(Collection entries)
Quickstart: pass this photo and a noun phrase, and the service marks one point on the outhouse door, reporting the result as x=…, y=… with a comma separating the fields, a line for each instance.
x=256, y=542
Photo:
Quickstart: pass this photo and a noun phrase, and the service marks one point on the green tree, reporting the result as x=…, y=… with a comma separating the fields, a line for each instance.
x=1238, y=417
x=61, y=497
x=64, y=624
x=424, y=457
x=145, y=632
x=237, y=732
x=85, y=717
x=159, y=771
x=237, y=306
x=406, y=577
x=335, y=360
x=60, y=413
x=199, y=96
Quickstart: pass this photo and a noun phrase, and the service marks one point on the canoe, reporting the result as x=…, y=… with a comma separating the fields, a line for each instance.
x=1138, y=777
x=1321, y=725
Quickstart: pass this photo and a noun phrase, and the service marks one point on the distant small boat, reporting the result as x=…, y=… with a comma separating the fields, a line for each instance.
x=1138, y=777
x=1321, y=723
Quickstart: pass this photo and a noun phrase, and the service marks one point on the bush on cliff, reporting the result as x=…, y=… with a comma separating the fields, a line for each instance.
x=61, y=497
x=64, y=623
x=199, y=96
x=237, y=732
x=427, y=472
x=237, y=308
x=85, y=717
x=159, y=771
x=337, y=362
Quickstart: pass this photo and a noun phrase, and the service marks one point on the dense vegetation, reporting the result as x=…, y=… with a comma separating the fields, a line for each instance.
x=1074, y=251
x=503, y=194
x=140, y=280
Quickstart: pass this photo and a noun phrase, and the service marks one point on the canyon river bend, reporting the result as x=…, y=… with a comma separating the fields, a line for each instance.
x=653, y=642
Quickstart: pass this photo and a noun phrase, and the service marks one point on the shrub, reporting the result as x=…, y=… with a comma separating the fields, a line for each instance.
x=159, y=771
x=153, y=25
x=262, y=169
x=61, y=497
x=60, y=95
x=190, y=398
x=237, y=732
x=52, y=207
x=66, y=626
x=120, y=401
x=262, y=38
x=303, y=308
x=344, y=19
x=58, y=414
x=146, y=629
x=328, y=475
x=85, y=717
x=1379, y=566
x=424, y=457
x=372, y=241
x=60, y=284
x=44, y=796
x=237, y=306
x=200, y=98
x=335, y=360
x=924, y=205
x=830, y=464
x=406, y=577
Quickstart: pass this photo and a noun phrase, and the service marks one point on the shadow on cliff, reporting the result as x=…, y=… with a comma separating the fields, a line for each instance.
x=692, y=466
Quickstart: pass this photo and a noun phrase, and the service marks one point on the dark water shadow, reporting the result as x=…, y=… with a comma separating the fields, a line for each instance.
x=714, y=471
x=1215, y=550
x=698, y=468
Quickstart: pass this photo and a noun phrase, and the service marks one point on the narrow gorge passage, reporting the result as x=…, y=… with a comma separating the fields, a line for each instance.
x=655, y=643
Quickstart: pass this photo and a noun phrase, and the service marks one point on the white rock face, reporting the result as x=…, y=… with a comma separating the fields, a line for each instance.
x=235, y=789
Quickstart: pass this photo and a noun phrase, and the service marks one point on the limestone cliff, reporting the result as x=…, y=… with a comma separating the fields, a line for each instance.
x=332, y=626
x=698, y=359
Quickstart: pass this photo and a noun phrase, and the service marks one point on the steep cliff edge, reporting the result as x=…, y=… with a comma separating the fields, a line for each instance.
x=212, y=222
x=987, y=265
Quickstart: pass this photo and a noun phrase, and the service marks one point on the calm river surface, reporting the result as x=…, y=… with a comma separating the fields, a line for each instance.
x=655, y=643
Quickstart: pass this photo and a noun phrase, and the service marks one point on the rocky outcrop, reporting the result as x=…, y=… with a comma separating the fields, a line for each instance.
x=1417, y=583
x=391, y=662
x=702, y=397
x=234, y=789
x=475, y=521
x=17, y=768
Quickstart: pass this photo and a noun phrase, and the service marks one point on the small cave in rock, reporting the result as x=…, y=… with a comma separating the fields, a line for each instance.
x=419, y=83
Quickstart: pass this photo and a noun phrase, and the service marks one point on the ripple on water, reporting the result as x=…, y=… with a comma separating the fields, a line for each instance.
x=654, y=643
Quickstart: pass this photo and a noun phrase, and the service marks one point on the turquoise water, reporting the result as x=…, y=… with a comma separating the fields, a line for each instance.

* **EXERCISE BRIEF**
Write out all the items above again, replacing every "noun phrase" with "short label" and keeping everything else unchanged.

* **RESULT BELOW**
Quickstart: pass this photo and a short label, and the service marks one point on the outhouse door, reporting the result as x=…, y=… with a comma separating the fields, a line for each instance.
x=256, y=542
Photo:
Quickstart: pass this photo and a short label, and the service marks one point on the green tree, reporting the result as x=…, y=… with a comma separating the fields, a line for each instance.
x=1238, y=417
x=61, y=497
x=64, y=624
x=424, y=457
x=145, y=632
x=237, y=732
x=85, y=717
x=159, y=771
x=237, y=306
x=406, y=577
x=335, y=360
x=60, y=413
x=199, y=96
Quickstart: pass this photo and a short label, and the service marks one point on the canoe, reporting the result as x=…, y=… with a comma separating the fields, a line for each instance.
x=1138, y=777
x=1321, y=725
Quickstart: pass this photo and a short label, and the service marks one point on the distant small boat, reporting the result as x=…, y=… with a comma separating the fields, a line for each instance.
x=1138, y=777
x=1321, y=723
Quickstart: pass this photo and a short label, and the service marks one point on the bush on cliff, reporting the result as x=…, y=… with a comma separating the fields, a line for each instance.
x=61, y=497
x=64, y=623
x=199, y=96
x=237, y=732
x=427, y=472
x=237, y=308
x=85, y=717
x=159, y=771
x=337, y=362
Quickstart: pass this photo and a short label, and the service marks one point on the dense vegetation, reporting the result as x=…, y=… with a comma separating the fields, a line for each instance.
x=1074, y=251
x=503, y=194
x=140, y=280
Quickstart: pass this photo and a short label, and the service marks one point on the canyon river bend, reporting the result as x=…, y=… with a comma separating the fields, a line for each instance.
x=653, y=642
Quickstart: pass this photo and a short label, and the service marks one point on the shrub, reporting the result as x=…, y=… with a comma separating the fields, a line for each instance.
x=159, y=771
x=153, y=25
x=262, y=169
x=61, y=497
x=60, y=95
x=190, y=398
x=237, y=732
x=52, y=207
x=66, y=626
x=120, y=401
x=262, y=38
x=303, y=308
x=344, y=19
x=58, y=414
x=146, y=629
x=328, y=475
x=85, y=717
x=1379, y=566
x=424, y=457
x=372, y=241
x=60, y=284
x=44, y=796
x=237, y=306
x=200, y=98
x=335, y=360
x=924, y=205
x=830, y=464
x=406, y=577
Quickstart: pass this photo and a short label, and the service marks one point on the shadow on cliff, reporting the result as x=…, y=… with a comma separating the fields, a line for each instance.
x=692, y=466
Quickstart: pass this photo and a short label, and the service marks one point on the dark water shadow, reporting the result as x=…, y=… with a comma separating the fields, a line for each instance.
x=714, y=471
x=1215, y=550
x=698, y=468
Quickstart: pass this photo and a short label, and the service marks one point on the narrow gorge passage, reporting the result as x=…, y=… with a comma separating the fields, a line for each instance.
x=655, y=643
Quickstart: pass this photo and a short label, and the service marks one point on the white rock face, reporting the result as x=…, y=… with a comma separating the fields, a line for each instance.
x=235, y=789
Quickstart: pass this photo and a short label, and the service marks one point on the limestone cliff, reporting the result as x=…, y=… with a comma separating the fields, a line for each instance.
x=332, y=626
x=698, y=359
Quickstart: pass this photo and a short label, and the service marks one point on the steep cliff edge, reporting the result as x=…, y=… with a comma separating the fields, a line for each instance.
x=212, y=222
x=987, y=265
Quickstart: pass this photo and a short label, and the service marks one point on the calm river surface, reporting the result as x=…, y=… with a comma separating the fields, a line for each instance.
x=655, y=643
Quickstart: pass this photo and a short label, and the service marks one point on the rocky outcrop, reporting the result as x=…, y=… with a comma separating the fields, a line for each instance.
x=1417, y=583
x=391, y=662
x=702, y=397
x=234, y=789
x=475, y=521
x=17, y=768
Quickstart: pass this photo and a short label, and the service marks one point on the small cave in rock, reporting the result as x=…, y=… with a comma separating the fields, a line for each instance.
x=419, y=83
Quickstart: pass this photo and a short label, and the service marks one point on the ripple on water, reporting the result as x=…, y=… with a comma separating the fields, a line for each instance.
x=654, y=643
Quickstart: pass this photo and a short label, and the service marks one point on the turquoise water, reporting the result as x=…, y=… with a comma separating the fields, a line for each instance.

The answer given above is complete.